§ EXERCISE GOAL:
Please reproduce all of the data below exactly, leaving each picture out.

· · · · ·

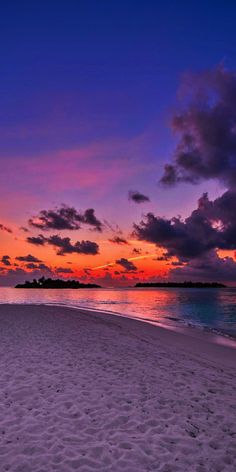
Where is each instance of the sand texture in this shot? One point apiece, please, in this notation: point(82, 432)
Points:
point(88, 392)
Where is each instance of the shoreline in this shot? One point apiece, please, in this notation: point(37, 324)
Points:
point(208, 334)
point(101, 393)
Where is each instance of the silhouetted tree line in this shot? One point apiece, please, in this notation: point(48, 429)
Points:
point(55, 283)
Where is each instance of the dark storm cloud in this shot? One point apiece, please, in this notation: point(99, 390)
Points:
point(211, 226)
point(28, 258)
point(209, 267)
point(136, 251)
point(6, 260)
point(44, 267)
point(207, 131)
point(65, 218)
point(5, 228)
point(138, 197)
point(118, 240)
point(31, 265)
point(89, 218)
point(127, 265)
point(65, 246)
point(39, 240)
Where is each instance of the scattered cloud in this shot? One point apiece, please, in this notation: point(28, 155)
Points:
point(6, 260)
point(127, 265)
point(207, 131)
point(118, 240)
point(65, 217)
point(28, 258)
point(5, 228)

· · · · ·

§ TASK OUTPUT:
Where is each instance of the sand texture in this shot? One point apiece, please, in this notation: point(82, 432)
Points:
point(88, 392)
Where is each instance of the shoreline in this shot? One point apiece, please, in this notation: point(37, 324)
Points:
point(208, 334)
point(101, 393)
Where is each instance of the silhouetted tree line in this shot? One point apiece, please, in this notation: point(48, 429)
Points:
point(55, 283)
Where is each instance of the dark storm cloud in this shot? One point apiece, please, in this notation: point(99, 390)
Points:
point(211, 226)
point(28, 258)
point(209, 267)
point(136, 251)
point(6, 260)
point(44, 267)
point(207, 131)
point(65, 218)
point(5, 228)
point(138, 197)
point(118, 240)
point(31, 265)
point(89, 218)
point(127, 265)
point(65, 246)
point(39, 240)
Where is each instance of the scattered cloud in this shot? One point apiece, please, in this notation: point(28, 155)
Points:
point(6, 260)
point(127, 265)
point(207, 131)
point(118, 240)
point(65, 217)
point(28, 258)
point(5, 228)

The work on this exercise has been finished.